Your instructions: In the records that follow, count each line where the string "point" occurs. Provide the total and no other text.

Data shown:
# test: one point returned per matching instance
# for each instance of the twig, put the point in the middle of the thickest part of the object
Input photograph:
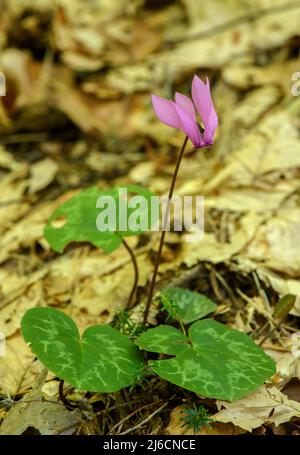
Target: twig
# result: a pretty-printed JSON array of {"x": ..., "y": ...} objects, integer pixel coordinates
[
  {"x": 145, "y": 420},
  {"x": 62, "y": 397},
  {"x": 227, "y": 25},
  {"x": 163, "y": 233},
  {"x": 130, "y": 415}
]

Answer box: 2